▸ SUPPLIED ENTRIES:
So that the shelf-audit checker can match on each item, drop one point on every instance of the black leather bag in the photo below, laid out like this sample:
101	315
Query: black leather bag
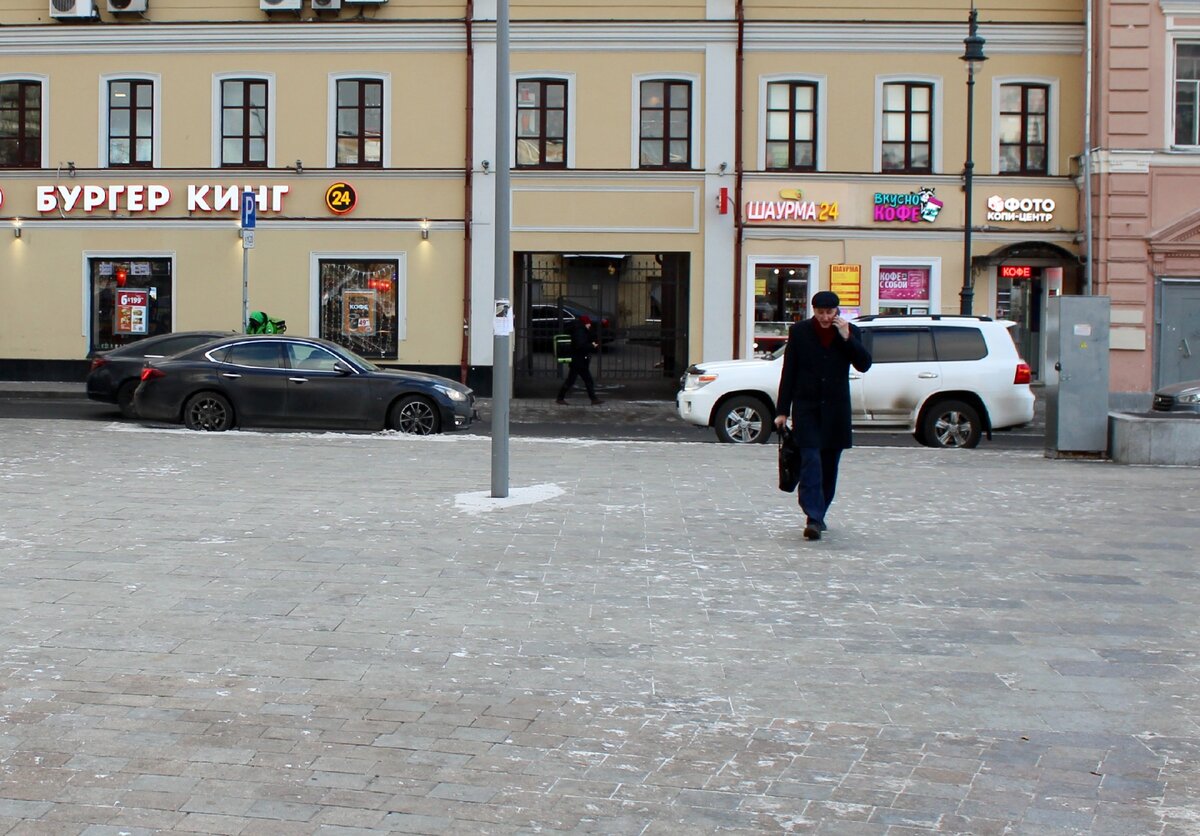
789	461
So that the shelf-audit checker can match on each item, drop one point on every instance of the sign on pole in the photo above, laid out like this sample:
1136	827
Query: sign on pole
249	210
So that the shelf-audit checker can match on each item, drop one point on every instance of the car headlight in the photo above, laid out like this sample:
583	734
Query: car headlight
697	379
453	394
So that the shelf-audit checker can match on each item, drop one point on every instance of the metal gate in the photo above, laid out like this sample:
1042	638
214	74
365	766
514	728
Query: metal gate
639	307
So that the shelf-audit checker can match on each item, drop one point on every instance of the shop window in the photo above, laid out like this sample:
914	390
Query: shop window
360	122
792	126
780	298
907	128
665	125
1187	94
904	289
21	124
541	122
245	119
130	124
1024	121
360	306
131	299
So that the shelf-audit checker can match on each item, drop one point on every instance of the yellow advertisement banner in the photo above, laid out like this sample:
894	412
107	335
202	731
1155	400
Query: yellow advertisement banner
846	281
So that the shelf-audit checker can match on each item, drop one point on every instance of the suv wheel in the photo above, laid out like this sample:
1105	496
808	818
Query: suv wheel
743	420
952	423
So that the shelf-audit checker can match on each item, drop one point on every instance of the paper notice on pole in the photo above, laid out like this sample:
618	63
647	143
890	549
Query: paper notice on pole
502	324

▸ STATED EXERCISE:
Write out all the entries exactly, except for the pictures.

▸ FINAL RESULT:
So that the shelf-audit checker can match on each item, drop one point on every instance of the black leather bag in the photo below, laid out like this sample:
101	315
Query: black leather bag
789	461
So that the shelf-audit checker can match on each item, drop one point on every instance of the sign on pole in the photo above, laid out like this sample:
1136	827
Query: sign on pole
249	210
So that the shelf-audit checker can match on each item, drop one point on every instance of the car headlight in the photo above, laid out like this sample:
583	734
Query: car headlight
697	379
453	394
So that the shelf-audit checker can match on each item, drop one point on every instance of the metal gate in the photo above, laid out like this sample:
1042	638
214	74
365	766
514	728
Query: metal gate
639	307
So that the shelf-audit checker can match on each item, drop one point on every instance of the shop window in the photo above, laid out like this sample:
914	390
Query: shop window
360	122
792	126
780	298
907	128
665	125
1187	94
904	289
21	124
541	122
245	119
130	124
1024	121
360	306
131	299
So that the shelf-audit checker can match on each item, drop one point on every instance of the yellow advertisement banner in the photo above, laid out like this sample:
894	412
107	335
202	731
1155	400
Query: yellow advertisement banner
846	281
So that the shelf-audit checker can match on each item, drop one point on every instance of the suv wheel in the photo above, laid out like this sample:
1105	496
808	818
Query: suv wheel
743	420
952	423
So that the shelf-audit checker can match on each item, drop one point on every instance of the paper notice on pole in the photo above, laid out like this sample:
618	63
647	143
890	549
Query: paper notice on pole
502	324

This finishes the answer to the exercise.